## [Фрагмент текста]
>>>

Разочарование в силе фантазии, в ее способности заставить забыть о безучастии людей к чужому горю соединяется с сомнением в том, нужна ли поэзия, построенная на доверии к фантазии. Давно ли он писал веселую песенку о «Фантазии», порхающей по земле и собирающей все прекрасное на ней с тем большим успехом, чем дальше и выше она парит (Fancy, 1818)? Теперь Китса преследует мысль о ее слабости и бесполезности. С особенной отчетливостью эта мысль воплощена в поэме «Ламия» (Lamia). Над нею поэт работал летом 1819 г. и остался ею доволен. Герой ее, юноша Ликий, полюбил оборотня, змею в образе прекрасной женщины, и погиб, когда на своем свадебном пире от мудреца Аполлония узнал тайну невесты. Символика этой оды проста: Ликий — поэт и влюбленный; Ламия — фантазия, страсть, поэзия; Аполлоний — философ-рационалист; гости, явившиеся на пиршество, — толпа, публика — та, о которой Китс не мог говорить без отвращения. В поэме сказано: «Стадо пришло» (The herd came).
Поэма хранит на себе печать двойственности и внутреннего разлада. Недаром Китс признавался в одном из писем, что не может согласиться сам с собой. С одной стороны, с восхищением описаны красота и любовь Ламии, муки, пережитые ею, чтобы обрести пленительное обличие. Прекрасен и волшебный дворец, в который она привела опьяненного любовью Ликия. Гибель ее тоже должна вызвать сострадание: она исчезает, пронзенная, словно копьем, безжалостным взором Аполлония. С другой стороны, она оборотень, змея, и невольно вызывает отталкивающие ассоциации. Ее чары колдовские, бесовские; критики справедливо указывали на сходство между нею и «Прекрасной безжалостной дамой» (La belle Dame cans Merci), героиней несколько ранее написанной баллады.

<<<

## [Записи]

>>>

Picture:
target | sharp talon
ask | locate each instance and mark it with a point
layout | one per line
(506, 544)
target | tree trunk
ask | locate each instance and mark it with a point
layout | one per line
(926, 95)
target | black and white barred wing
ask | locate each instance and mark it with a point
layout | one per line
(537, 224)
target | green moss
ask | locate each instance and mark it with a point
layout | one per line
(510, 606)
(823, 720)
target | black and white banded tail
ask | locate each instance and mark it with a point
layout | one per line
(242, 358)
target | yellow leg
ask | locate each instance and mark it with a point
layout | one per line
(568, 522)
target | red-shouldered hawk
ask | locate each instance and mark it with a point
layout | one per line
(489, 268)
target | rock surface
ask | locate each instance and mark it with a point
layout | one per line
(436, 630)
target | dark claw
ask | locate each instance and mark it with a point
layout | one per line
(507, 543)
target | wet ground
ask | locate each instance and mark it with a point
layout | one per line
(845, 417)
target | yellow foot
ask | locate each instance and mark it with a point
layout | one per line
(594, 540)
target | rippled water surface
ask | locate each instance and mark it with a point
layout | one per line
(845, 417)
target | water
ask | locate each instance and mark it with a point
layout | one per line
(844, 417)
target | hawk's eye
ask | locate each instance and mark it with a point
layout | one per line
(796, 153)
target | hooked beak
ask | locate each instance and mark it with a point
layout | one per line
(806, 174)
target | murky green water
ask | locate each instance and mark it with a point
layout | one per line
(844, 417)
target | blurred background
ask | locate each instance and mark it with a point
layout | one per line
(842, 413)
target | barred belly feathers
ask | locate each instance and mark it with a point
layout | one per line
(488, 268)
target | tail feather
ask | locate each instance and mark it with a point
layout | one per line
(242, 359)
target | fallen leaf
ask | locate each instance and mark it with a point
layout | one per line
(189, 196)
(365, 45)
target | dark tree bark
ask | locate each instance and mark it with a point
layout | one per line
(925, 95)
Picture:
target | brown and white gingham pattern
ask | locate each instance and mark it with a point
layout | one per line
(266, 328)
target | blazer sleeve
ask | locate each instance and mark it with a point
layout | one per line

<<<

## [Условие задачи A]
Перескажи короче и в виде списка абзац из текста о Китсе, начинающийся словами «Поэма хранит на себе печать двойственности». Главные факты должны остаться.
## [Условие задачи B]
Выбери из записей все строки, где встречается слово «surface», и перепиши их.

## [Правильный ответ A]
- Поэма «Ламия» отмечена двойственностью и внутренним разладом: Китс признавался в одном из писем, что не может согласиться сам с собой.
- С одной стороны, с восхищением описаны красота и любовь Ламии, ее муки ради пленительного облика и волшебный дворец, куда она привела Ликия. Ее гибель от безжалостного взора Аполлония должна вызвать сострадание.
- С другой стороны, она оборотень и змея, и это вызывает отталкивающие ассоциации. Ее чары колдовские, бесовские. Критики справедливо сравнивали ее с героиней более ранней баллады «Прекрасная безжалостная дама».

## [Правильный ответ B]
target | rock surface
target | rippled water surface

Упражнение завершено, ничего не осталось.